EXERCISE SET:
A. Please restate the SuPar setup notes word for word from "Otherwise, shrinking word" to "junky.clear_tqdm()".
B. Sum up the SuPar setup notes in two sentences.

READING TEXT:
_ _ _ _ _

# Dependency Parsing with SuPar

Project repo: https://github.com/yzhangcs/parser

Prerequisites:
* `python`: 3.7
* `pytorch`: 1.4
* `transformers`: 3.0

We recommend installing SuPar from GitHub repository. 
The `pip install supar` version did not allow us to train the models.
In the Issues, the author as well recommends installing SuPar from source.

In [None]:
## If not installed earlier:
# !apt install git -y
# !apt install wget -y
# !pip install gensim

In [None]:
!pip install transformers
!pip install corpuscula
!pip install junky

# At the time we tested SuPar, the `pip install` version didn't work, so we
# clone the original repo with the latest version

!git clone https://github.com/yzhangcs/parser
!cd parser && python setup.py install

In [None]:
!wget --load-cookies /tmp/cookies.txt "https://docs.google.com/uc?export=download&confirm=$(wget --quiet --save-cookies /tmp/cookies.txt --keep-session-cookies --no-check-certificate 'https://docs.google.com/uc?export=download&id=1YV9L3AXORclrfGKuxh9LuARNhaUX5iri' -O- | sed -rn 's/.*confirm=([0-9A-Za-z_]+).*/\1\n/p')&id=1YV9L3AXORclrfGKuxh9LuARNhaUX5iri" -O model && rm -rf /tmp/cookies.txt

In [None]:
!wget http://files.deeppavlov.ai/embeddings/ft_native_300_ru_wiki_lenta_nltk_wordpunct_tokenize/ft_native_300_ru_wiki_lenta_nltk_wordpunct_tokenize.vec

## Loading corpus

In [None]:
from corpuscula.corpus_utils import download_ud, syntagrus

corpus_name = 'UD_Russian-SynTagRus'
# corpus_name = 'UD_Russian-Taiga'
download_ud(corpus_name, root_dir='.')

## Filtering embeddings

SuPar requires a lot of CPU memory to load word embeddings. 25 Gb is not enough. If you have enough CPU memory, you can use SuPar without filtering embeddings.

Otherwise, shrinking word vectors definitely helps while still showing comparable-to-SOTA results and taking no more than a couple of minutes. We implemented vector filtering in our `junky` library.

In [2]:
import junky

In [3]:
junky.clear_tqdm()

_ _ _ _ _

RECORDS SHOWN:
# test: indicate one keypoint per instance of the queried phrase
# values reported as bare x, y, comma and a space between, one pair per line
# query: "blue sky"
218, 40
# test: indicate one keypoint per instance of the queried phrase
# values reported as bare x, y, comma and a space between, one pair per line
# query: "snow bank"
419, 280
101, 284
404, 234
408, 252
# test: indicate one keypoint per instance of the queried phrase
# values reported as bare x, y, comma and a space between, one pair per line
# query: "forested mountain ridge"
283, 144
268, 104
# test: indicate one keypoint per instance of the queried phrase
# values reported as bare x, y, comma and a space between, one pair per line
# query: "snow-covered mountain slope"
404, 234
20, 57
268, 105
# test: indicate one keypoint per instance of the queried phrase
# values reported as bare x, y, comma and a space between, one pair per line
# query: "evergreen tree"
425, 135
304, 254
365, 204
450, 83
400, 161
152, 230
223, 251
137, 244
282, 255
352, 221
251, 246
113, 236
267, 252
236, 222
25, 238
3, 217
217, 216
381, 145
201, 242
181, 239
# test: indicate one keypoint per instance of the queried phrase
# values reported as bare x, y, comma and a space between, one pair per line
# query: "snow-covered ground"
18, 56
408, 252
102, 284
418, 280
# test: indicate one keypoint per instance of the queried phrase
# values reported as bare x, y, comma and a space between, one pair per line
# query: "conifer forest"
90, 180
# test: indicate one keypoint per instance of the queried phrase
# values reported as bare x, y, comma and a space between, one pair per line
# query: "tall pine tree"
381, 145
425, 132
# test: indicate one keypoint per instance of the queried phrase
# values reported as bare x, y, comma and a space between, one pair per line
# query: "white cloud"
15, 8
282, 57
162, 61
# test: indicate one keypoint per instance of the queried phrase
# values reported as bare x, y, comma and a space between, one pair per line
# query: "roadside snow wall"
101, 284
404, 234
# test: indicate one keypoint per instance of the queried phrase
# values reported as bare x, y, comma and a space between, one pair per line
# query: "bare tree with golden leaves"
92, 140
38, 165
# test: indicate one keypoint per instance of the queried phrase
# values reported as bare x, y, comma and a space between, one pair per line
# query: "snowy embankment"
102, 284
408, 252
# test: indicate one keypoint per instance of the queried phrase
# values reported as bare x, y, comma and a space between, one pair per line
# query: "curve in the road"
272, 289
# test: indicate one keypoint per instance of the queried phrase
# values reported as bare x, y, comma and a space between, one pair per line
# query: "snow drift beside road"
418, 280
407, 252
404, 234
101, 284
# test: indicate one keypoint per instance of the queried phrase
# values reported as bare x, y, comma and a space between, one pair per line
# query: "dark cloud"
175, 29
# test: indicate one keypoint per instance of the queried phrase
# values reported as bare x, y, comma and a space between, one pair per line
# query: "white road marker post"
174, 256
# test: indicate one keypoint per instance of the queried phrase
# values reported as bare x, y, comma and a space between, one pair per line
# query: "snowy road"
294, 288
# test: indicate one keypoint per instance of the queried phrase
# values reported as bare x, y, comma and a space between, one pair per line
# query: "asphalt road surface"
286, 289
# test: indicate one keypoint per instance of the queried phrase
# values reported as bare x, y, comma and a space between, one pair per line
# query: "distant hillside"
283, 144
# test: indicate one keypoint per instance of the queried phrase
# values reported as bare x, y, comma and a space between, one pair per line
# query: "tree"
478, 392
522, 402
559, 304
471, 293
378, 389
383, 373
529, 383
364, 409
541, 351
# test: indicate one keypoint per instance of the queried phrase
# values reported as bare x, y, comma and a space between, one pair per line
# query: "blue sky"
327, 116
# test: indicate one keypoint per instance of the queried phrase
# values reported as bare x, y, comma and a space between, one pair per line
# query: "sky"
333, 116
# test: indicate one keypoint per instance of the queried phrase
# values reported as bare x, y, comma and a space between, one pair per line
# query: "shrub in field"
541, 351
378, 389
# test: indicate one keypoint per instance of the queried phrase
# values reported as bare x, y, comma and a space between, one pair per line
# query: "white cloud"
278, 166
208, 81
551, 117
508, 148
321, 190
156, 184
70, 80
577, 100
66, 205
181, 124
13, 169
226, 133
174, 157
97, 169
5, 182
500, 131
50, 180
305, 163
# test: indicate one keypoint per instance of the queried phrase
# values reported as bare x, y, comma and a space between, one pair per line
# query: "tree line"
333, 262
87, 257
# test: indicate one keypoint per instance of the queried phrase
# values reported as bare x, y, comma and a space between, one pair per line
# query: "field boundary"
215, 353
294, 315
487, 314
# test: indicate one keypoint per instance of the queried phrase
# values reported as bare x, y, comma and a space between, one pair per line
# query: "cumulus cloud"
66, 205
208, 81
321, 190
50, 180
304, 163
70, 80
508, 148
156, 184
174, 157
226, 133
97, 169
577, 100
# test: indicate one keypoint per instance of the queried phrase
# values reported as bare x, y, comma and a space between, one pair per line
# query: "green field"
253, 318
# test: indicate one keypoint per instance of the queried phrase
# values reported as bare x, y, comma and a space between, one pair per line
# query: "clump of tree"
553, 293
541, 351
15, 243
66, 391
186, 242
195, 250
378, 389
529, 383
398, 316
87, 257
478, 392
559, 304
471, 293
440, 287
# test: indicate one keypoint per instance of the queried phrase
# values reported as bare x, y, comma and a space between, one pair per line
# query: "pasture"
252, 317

_ _ _ _ _

COMPLETED EXERCISE:
A.
Otherwise, shrinking word vectors definitely helps while still showing comparable-to-SOTA results and taking no more than a couple of minutes. We implemented vector filtering in our `junky` library.

In [2]:
import junky

In [3]:
junky.clear_tqdm()

B. The notes recommend installing SuPar from its GitHub repository, since the pip version did not allow training the models. They then give commands for installing tools, downloading a model, embeddings and the UD_Russian-SynTagRus corpus, and suggest filtering the embeddings with the junky library because SuPar needs a lot of CPU memory to load them.